*Passage*
§ §
To preserve the integrity of the data, most FGD participants will be different from those in the quantitative survey arm to reduce contamination, social desirability bias, and respondent fatigue. However, a limited number of individuals who participated in the pre- and poststudy may be included in FGDs to help explain emerging patterns in the data, as this study uses an explanatory mixed methods approach. Overlap will be explicitly tracked, and all analyses will account for repeated participation when interpreting themes, ensuring that qualitative findings complement, rather than double-count, quantitative data. Health care providers and app developers will also be purposively sampled to ensure representation of different implementation perspectives across the system.
The sampling plan and rationale for the FGDs is shown in Table 1. The FGD guides (Multimedia Appendix 2) have been organized thematically and include open-ended questions and follow-up probes to facilitate in-depth exploration of participants’ experiences with the intervention. We will explore contextual factors, including masculinity, stigma, and social norms, that influence the adoption, use, and sustainment of the Nishauri mHealth intervention. The FGDs will be audio-recorded using digital recorders and conducted in private settings to ensure confidentiality and adherence to ethical standards.
Qualitative Data Analysis
Audio recordings will be transcribed verbatim and translated into English and analyzed using Dedoose. We will use a thematic analysis approach combining deductive coding guided by Proctor’s implementation outcomes framework [3637] with inductive coding to capture emergent themes not covered by the framework. Descriptive statistics will summarize FGD participant demographics. Narrative summaries, tables, diagrams, and cross-case comparisons will be used to deepen interpretation. Triangulation with app analytics (eg, proportion of missed visits and use metrics) and member checking will enhance credibility. This study uses an explanatory sequential mixed methods design, using quantitative data to assess intervention uptake and outcomes, followed by qualitative inquiry to explain how factors like masculine norms, stigma, and system-level challenges influence these patterns. Qualitative findings will be integrated with application data from the Nishauri dashboard to uncover underlying mechanisms and contextual factors shaping implementation outcomes. Standard operating procedures will guide FGD facilitation, qualitative data handling, and analysis.
Dissemination Plan
Study findings will be shared with participants, health care providers, Homa Bay County Ministry of Health officials, and other key stakeholders. Results will be disseminated through presentations at local and international conferences focused on HIV prevention, treatment, and behavioral medicine, as well as through publication in peer-reviewed journals. The study team has established an authorship agreement outlining contributions to primary and secondary publications. Participants’ identities will remain confidential and will not appear in any reports or publications. Direct feedback will also be provided to research participants and community partners to ensure inclusive and transparent communication of the findings.
§ §
*Tasks to perform*
1. Return a word-for-word copy of the study protocol passage, beginning at the words "Dissemination Plan" and stopping after "of the findings.".
2. Extend the study protocol passage by writing on from its final sentence.
The entries that follow the study protocol passage are separate material.

*Entries supplied*
§ §
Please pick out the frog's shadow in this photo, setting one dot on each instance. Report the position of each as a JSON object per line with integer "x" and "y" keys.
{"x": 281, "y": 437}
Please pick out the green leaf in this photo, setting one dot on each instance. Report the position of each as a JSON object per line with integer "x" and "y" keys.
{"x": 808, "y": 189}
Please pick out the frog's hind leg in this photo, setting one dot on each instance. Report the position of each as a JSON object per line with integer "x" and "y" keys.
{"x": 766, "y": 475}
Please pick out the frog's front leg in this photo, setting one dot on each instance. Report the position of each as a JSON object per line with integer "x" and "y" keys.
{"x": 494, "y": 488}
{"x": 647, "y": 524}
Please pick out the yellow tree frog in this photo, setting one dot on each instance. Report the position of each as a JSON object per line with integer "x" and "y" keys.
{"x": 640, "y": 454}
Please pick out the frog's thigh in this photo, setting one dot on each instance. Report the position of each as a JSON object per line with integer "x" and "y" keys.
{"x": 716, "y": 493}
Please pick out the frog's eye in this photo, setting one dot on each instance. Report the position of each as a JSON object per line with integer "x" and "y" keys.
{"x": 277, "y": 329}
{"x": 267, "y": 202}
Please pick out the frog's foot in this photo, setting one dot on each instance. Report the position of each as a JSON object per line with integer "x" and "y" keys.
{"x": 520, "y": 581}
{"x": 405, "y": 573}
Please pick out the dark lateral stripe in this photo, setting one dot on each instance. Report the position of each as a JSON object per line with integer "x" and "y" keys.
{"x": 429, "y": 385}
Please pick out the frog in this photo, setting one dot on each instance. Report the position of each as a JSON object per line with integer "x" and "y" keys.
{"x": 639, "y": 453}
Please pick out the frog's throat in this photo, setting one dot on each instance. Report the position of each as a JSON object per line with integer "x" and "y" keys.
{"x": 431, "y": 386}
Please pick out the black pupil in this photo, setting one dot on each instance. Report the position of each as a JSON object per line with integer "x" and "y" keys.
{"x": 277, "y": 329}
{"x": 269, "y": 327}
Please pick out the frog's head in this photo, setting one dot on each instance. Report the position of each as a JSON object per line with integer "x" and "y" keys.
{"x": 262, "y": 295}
§ §
*Answers*
1.
Dissemination Plan
Study findings will be shared with participants, health care providers, Homa Bay County Ministry of Health officials, and other key stakeholders. Results will be disseminated through presentations at local and international conferences focused on HIV prevention, treatment, and behavioral medicine, as well as through publication in peer-reviewed journals. The study team has established an authorship agreement outlining contributions to primary and secondary publications. Participants’ identities will remain confidential and will not appear in any reports or publications. Direct feedback will also be provided to research participants and community partners to ensure inclusive and transparent communication of the findings.

2.
Ethical Considerations
This study will be conducted in accordance with the ethical principles of the Belmont Report—respect for persons, beneficence, and justice. Ethics approval was obtained from the Maseno University Scientific Ethical Review Committee (MSU/DRPI/MUSERC/01502/25), which serves as the primary institutional review board. All study materials, including the study protocol, data collection tools, and any protocol amendments, will be submitted to the institutional review board for review and approval prior to implementation. In addition, administrative and institutional approvals were obtained from the National Commission on Science, Technology and Innovation, Homa Bay County—Department of Health, the participating health facilities (Mbita, Ndhiwa, Ogongo, and Pala subcounty hospitals), and the University of California, San Francisco Department of Epidemiology and Biostatistics. All study staff will complete training in human subjects’ protection and Good Clinical Practice prior to study initiation. Written informed consent will be obtained by trained RAs before any study procedures are conducted. Consent forms will be available in English, Dholuo, and Swahili, and participants will choose their preferred language. Literate participants will read and sign the form; those with limited literacy will have the form read aloud in the presence of an impartial witness who will document the consent accordingly. All participants will receive a copy of the signed consent form, or if deemed unsafe to keep, may store it at the clinic and receive a contact slip for future reference. Participants will be reimbursed Ksh 300 (US $2.32) for their time. Strict confidentiality measures will be observed, given the sensitivity of HIV-related data. Personal identifiers will be anonymized or pseudonymized, and all data will be stored in secure, encrypted systems accessible only to authorized, trained personnel. Participants will be informed of confidentiality protections during the consent process. Hard copies of study documents will be stored securely for 5 years before being shredded; electronic and audio files will be permanently deleted at that time.
Results
The study obtained institutional review board approval on July 28, 2025. Baseline data collection began on September 8, 2025, and has been completed in 3 health facilities and is anticipated to end by January 31, 2026. A total of 307 men living with HIV were recruited across the 4 clinics for the pre- and postquantitative assessment. Follow-up and app use monitoring are ongoing in the first facility. Follow-up data collection is expected to be completed in August 2026. Analysis is projected to be concluded in the third quarter of 2026, and the results will be submitted for publication at the end of 2026. Findings are anticipated to inform gender-responsive adaptations of digital health strategies and guide policy recommendations for scaling mHealth interventions for men living with HIV in Kenya.
Discussion
Principal Findings
This study is guided by a conceptual framework integrating Proctor’s implementation outcomes framework, TAM, and the masculinity model (Figure 3). It is designed to generate evidence on the implementation and impact of the Nishauri mHealth intervention on HIV care and treatment among men living with HIV in Homa Bay County, Kenya. With this model guiding data collection and analysis, we anticipate findings that will address critical gaps in understanding how mHealth tools perform in resource-constrained, gendered contexts.
By identifying both individual- and system-level factors that influence the adoption, use, and sustainment of the Nishauri platform, this study will generate valuable insights into the dynamic interplay between client- and organizational-level implementation outcomes. Barriers such as limited digital literacy, stigma, poor network coverage, and workflow integration challenges, as well as facilitators like ease of use, perceived usefulness, provider support, and trust in the health system, will be explored in depth. These findings will inform the development of gender-responsive, culturally grounded adaptations to Nishauri as well as other digital health strategies aimed at improving long-term health outcomes for men living with HIV in Kenya and advancing national efforts to close gender gaps in HIV care.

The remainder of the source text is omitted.